Privacy risks from apps

Many of the larger British music festivals are non-transferable, ticketed events, requiring a photograph — meaning there's a clear link between the ticket and the reveller purchasing it.

Weatherhead says it means festival organisers "have a large dataset" of unique and personally identifiable information before the attendee even arrives at the event.

The dataset includes contact and account information, payment and billing, information posted online or on a third-party social media site, personal preferences about products and so on.

Then, at the event, credit card transactions, open Wi-Fi access, and mobile apps can all leak private information.

Apps can be susceptible to exploitation because unlike web browsing they offer no guarantees that secure communication is taking place. Browsers are also risky as password and private information can be easily hacked by authorities and criminals from the open Wi-Fi, Weatherhead said.

"The organisers and their various partners are potentially able to access attendees' data footprint, which can be huge and highly revealing," says Weatherhead.

With official apps, organisers can collect information about the user's GPS location, the device's unique identifier, the type of device or version of the operating system used; they can look at how often the app is used and where it was downloaded; they can also scan the music library in order to send information about events in the area. Not every festival app is set up to collect all this information.

When you download the Download Festival official app, a series of requests to access the user's accounts, profile data, calendar, location, photos, files and Wi-Fi info shows up.

Organisers of festivals such as Download, Isle of Wight, British Summer Time, Latitude say in their privacy statements that private data may be shared with parent companies, event partners, selected third parties, service providers, police and government agencies.

In some cases, the information-sharing includes the transfer of data to other countries, even outside the European Union, with laws that may not protect privacy rights as extensively as those in the UK.

Image: Download Festival App

"The digital footprint we generate at festivals creates a picture of our tastes, our interests, our friends, and our habits," Sara Ogilvie, Policy officer at Liberty told Mashable.

"Recent attacks by hackers on major companies like TalkTalk show just how easy it is for criminals to get hold of such highly valuable information too. Festivals are supposed to be relaxing, but getting back to work to discover you have to change your passwords isn't fun."

Find out what's happening with the data you're sharing, experts say.

Image: PA Wire/Press Association Images

What can you do?

Generally speaking, British people aged 18-24 are slightly less concerned about privacy when using the Internet when compared with the general population, according to polling of 52,000 people by YouGov.

The least worried are the so-called "Selfie-stylers," a term coined by YouGov to indicate individuals who keep up with web trends. While just 36% agree with the statement, "I don't worry too much about privacy when using Internet," that figure rises to 46% among "Selfie-stylers."

What can festival revellers do to avoid having their privacy breached?

Not much, according to experts.

"Digital data is like a tattoo, it's difficult to erase," said Samani.

"Once you give up your data, it's out there and as the case of Ashley Madison shows, it's not easy to delete it.

"What are they going to do with my data? That's the question you should ask yourself before buying your festival ticket. And make sure you're comfortable to whom you give information with."

As the festival season approaches, it's something you might want to consider, along with the weather forecast.

● Objective:
Please update the festival privacy article between "Not much, according" and "the weather forecast.", inclusive, and write it out with "tattoo" changed to "scar".

● Supplied material:
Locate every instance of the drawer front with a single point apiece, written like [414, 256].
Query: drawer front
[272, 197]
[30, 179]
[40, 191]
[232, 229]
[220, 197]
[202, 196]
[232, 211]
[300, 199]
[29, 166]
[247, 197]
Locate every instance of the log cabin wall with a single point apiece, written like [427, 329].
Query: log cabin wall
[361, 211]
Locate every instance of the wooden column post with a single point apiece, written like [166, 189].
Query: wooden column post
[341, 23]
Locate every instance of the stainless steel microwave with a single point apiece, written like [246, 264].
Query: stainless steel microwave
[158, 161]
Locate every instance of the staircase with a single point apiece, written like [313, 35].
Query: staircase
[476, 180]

● Written solution:
Not much, according to experts.

"Digital data is like a scar, it's difficult to erase," said Samani.

"Once you give up your data, it's out there and as the case of Ashley Madison shows, it's not easy to delete it.

"What are they going to do with my data? That's the question you should ask yourself before buying your festival ticket. And make sure you're comfortable to whom you give information with."

As the festival season approaches, it's something you might want to consider, along with the weather forecast.